• _Task goal_
Reproduce the listing verbatim from its first line through the line that contains "[177,278,254,371]", including both of those lines.

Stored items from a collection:
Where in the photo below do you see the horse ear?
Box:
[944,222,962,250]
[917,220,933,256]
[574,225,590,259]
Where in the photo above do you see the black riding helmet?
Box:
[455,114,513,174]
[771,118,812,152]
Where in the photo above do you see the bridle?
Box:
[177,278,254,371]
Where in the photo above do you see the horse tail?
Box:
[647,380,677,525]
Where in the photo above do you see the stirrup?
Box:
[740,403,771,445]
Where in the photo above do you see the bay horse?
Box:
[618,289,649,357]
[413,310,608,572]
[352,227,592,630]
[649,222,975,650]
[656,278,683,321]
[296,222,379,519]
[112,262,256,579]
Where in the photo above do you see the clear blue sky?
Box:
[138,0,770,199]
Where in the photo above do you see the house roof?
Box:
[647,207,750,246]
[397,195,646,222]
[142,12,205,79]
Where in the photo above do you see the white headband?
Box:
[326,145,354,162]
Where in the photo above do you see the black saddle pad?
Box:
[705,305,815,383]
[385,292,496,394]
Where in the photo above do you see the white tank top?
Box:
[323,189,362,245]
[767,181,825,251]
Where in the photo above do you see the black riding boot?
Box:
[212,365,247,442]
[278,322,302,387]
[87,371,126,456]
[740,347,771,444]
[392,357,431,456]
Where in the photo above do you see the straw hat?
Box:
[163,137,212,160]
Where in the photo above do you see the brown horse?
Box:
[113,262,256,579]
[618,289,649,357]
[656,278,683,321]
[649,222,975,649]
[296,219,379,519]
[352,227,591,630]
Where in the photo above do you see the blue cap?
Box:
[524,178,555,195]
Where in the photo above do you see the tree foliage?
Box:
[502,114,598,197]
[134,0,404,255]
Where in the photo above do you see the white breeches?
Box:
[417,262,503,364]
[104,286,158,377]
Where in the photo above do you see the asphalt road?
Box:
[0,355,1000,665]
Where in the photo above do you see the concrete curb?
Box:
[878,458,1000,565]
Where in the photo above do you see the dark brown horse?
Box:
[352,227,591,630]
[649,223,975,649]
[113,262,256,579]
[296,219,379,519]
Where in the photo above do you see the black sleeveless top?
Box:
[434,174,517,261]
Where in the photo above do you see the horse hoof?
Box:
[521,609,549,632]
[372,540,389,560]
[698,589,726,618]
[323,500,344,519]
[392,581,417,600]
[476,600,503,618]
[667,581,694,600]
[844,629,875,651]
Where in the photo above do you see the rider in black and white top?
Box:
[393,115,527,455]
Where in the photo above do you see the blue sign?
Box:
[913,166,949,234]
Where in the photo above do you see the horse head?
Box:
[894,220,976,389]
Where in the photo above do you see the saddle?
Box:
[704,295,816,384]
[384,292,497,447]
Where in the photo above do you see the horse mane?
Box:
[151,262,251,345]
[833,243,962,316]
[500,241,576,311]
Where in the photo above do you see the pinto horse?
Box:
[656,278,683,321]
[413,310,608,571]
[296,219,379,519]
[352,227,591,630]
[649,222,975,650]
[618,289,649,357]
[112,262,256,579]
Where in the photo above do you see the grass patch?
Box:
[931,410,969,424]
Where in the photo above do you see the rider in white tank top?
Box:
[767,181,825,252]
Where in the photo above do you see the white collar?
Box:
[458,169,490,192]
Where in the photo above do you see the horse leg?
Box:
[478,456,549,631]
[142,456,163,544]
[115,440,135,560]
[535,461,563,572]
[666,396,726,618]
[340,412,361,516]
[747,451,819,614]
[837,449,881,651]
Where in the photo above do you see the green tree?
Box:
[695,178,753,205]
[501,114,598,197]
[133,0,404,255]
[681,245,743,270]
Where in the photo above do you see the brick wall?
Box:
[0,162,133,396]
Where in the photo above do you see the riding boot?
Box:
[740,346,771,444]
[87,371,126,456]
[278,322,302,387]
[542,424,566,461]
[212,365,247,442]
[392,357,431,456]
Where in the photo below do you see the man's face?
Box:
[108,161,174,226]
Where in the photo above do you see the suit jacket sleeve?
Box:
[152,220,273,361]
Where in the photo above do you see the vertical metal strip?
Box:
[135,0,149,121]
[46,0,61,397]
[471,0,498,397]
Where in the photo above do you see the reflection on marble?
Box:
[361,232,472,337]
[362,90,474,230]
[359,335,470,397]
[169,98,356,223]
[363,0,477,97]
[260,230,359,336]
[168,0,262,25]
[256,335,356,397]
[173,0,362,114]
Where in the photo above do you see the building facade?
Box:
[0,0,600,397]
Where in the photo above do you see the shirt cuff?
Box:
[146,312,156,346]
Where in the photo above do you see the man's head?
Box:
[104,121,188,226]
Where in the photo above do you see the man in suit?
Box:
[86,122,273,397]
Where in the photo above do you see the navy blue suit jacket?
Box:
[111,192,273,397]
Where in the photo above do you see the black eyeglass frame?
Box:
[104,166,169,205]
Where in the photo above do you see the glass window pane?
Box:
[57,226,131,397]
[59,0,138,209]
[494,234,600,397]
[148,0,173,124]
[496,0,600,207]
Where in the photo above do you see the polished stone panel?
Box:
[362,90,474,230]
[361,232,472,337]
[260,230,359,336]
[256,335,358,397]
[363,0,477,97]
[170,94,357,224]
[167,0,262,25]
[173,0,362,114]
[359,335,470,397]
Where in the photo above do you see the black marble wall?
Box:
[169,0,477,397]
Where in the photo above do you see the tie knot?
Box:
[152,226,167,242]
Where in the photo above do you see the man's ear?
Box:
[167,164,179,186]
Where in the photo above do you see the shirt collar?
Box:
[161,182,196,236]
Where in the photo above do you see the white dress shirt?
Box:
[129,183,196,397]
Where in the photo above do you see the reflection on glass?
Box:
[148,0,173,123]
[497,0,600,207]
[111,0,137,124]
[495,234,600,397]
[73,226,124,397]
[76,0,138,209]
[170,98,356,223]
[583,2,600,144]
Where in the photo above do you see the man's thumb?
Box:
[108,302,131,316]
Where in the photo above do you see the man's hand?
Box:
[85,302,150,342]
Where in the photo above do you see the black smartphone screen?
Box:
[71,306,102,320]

• _Answer in full_
Where in the photo below do you see the horse ear?
Box:
[944,222,962,250]
[917,220,933,256]
[574,225,590,259]
Where in the photo above do you see the black riding helmet?
Box:
[455,114,513,174]
[771,118,812,152]
Where in the photo above do you see the bridle?
Box:
[177,278,254,371]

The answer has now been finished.